- [Written task a] Could you copy every entry below (the pointer scenarios that follow the register-renaming text) line for line, leaving out the pictures?

- [Article]
begin

## Differentiating Between Scalar and Vector Instructions

Vector instructions are detected when a register spec field indicates a vector register is involved and the register spec is valid. Otherwise, the instruction is assumed to be a scalar instruction.

## Register Renaming

Scalar registers are renamed to reduce the number of hazards encountered causing the core to stall. Vector registers are not renamed due to the large number of registers and hardware requirements. Since vector elements are independent of each other stalls occur much less frequently during the execution of vector instructions than they would for scalar ones.

The renaming mechanism retains the architectural register number as part of the rename.

## Register Tags

Registers are tagged with a 12-bit tag number to allow register dependencies to be determined. Scalar registers effectively use a nine-bit tag number as the upper three bits of the tag are always 111.

Scalar Register

|  |  |  |
| --- | --- | --- |
| 11 9 | 8 6 | 5 0 |
| 111  row ‘7’ from  vector register file | Rename bucket number | Architectural Scalar Register Number |

The lower six bits of the scalar register tag contain the architectural or logical register number. When a scalar instruction commits only the lower six bits of the register tag control the physical register written to. The rename bucket number is forced to seven.

Vector Register Tag

|  |  |
| --- | --- |
| 11 6 | 5 0 |
| row 00 to 67 (octal)  row ‘7x’ equals scalar  register file | Architectural Vector Register Number |

## Rename Buckets

Each of the 64 architecturally visible registers has eight rename buckets. This allows registers to be renamed up to eight times. On the ninth rename requirement the machine will stall until a register bucket becomes available.

end

- [Material provided]
begin

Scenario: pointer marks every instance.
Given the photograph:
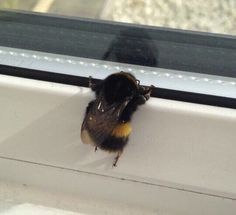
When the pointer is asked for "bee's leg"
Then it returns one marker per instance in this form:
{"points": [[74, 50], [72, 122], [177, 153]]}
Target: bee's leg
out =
{"points": [[117, 158]]}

end

- [Written task b] Can you rewrite the register-renaming text between "Vector instructions are" and "for scalar ones.", inclusive, putting "conflicts" in place of "hazards"?

- [Written answer a]
Scenario: pointer marks every instance.
Given the photograph:
When the pointer is asked for "bee's leg"
Then it returns one marker per instance in this form:
{"points": [[74, 50], [72, 122], [177, 153]]}
Target: bee's leg
out =
{"points": [[117, 158]]}

- [Written answer b]
Vector instructions are detected when a register spec field indicates a vector register is involved and the register spec is valid. Otherwise, the instruction is assumed to be a scalar instruction.

## Register Renaming

Scalar registers are renamed to reduce the number of conflicts encountered causing the core to stall. Vector registers are not renamed due to the large number of registers and hardware requirements. Since vector elements are independent of each other stalls occur much less frequently during the execution of vector instructions than they would for scalar ones.